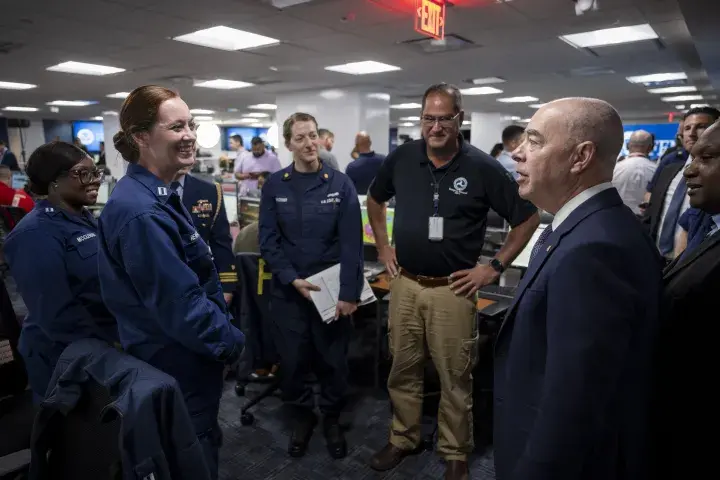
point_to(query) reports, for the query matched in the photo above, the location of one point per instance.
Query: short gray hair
(446, 89)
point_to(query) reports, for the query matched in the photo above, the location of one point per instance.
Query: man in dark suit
(204, 201)
(687, 356)
(668, 199)
(573, 356)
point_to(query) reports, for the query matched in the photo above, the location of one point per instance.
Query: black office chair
(16, 406)
(253, 318)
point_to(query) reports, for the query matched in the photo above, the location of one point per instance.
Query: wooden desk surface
(382, 284)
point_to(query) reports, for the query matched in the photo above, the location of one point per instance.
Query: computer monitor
(368, 237)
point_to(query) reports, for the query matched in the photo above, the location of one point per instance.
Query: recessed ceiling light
(70, 103)
(657, 77)
(480, 91)
(21, 109)
(363, 68)
(610, 36)
(523, 99)
(488, 80)
(84, 68)
(263, 106)
(682, 98)
(680, 89)
(16, 86)
(226, 38)
(222, 84)
(406, 106)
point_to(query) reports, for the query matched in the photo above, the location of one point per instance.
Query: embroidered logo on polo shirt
(87, 236)
(459, 186)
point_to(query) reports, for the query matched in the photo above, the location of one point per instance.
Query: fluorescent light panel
(488, 81)
(480, 91)
(262, 106)
(406, 106)
(657, 77)
(522, 99)
(362, 68)
(610, 36)
(21, 109)
(221, 84)
(70, 103)
(84, 68)
(226, 38)
(682, 98)
(680, 89)
(16, 86)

__Your task__. Reproduce the entire listing exactly, except for any pictures it contains.

__Completed task__.
point_to(query) reports, for the query matched in the photo above, the location of one point per instance.
Query: short gray hair
(446, 89)
point_to(query) reports, for the query matched in the photo above, the location of one point per instance.
Query: man in dark suit
(204, 201)
(687, 356)
(668, 199)
(573, 356)
point_to(query) reports, for the query matched in the photo above, the location of one point per instance.
Query: black office chair
(16, 406)
(253, 318)
point_to(query) reports, for the query matched in the photo above, the location of one point per instance.
Query: wooden desk surface
(382, 284)
point_to(query) reports, for the query matched in the photo above, the location of one point per instance.
Query: computer monitor
(368, 237)
point_to(query) reports, for the query matched in the photo above, the location of one point per instance.
Query: recessed ceiling light
(70, 103)
(657, 77)
(480, 91)
(21, 109)
(363, 68)
(610, 36)
(523, 99)
(488, 80)
(84, 68)
(263, 106)
(682, 98)
(680, 89)
(16, 86)
(226, 38)
(222, 84)
(406, 106)
point_to(query) reports, for the query matched in the photo above, the location of one point per instance.
Query: embroidered logo on polo shirt
(87, 236)
(459, 186)
point_to(query) reports, for the query matched in the photo above, the location of one point per instance.
Query: fluorescent light panel
(488, 81)
(480, 91)
(262, 106)
(406, 106)
(657, 77)
(522, 99)
(362, 68)
(610, 36)
(21, 109)
(221, 84)
(70, 103)
(84, 68)
(226, 38)
(682, 98)
(680, 89)
(16, 86)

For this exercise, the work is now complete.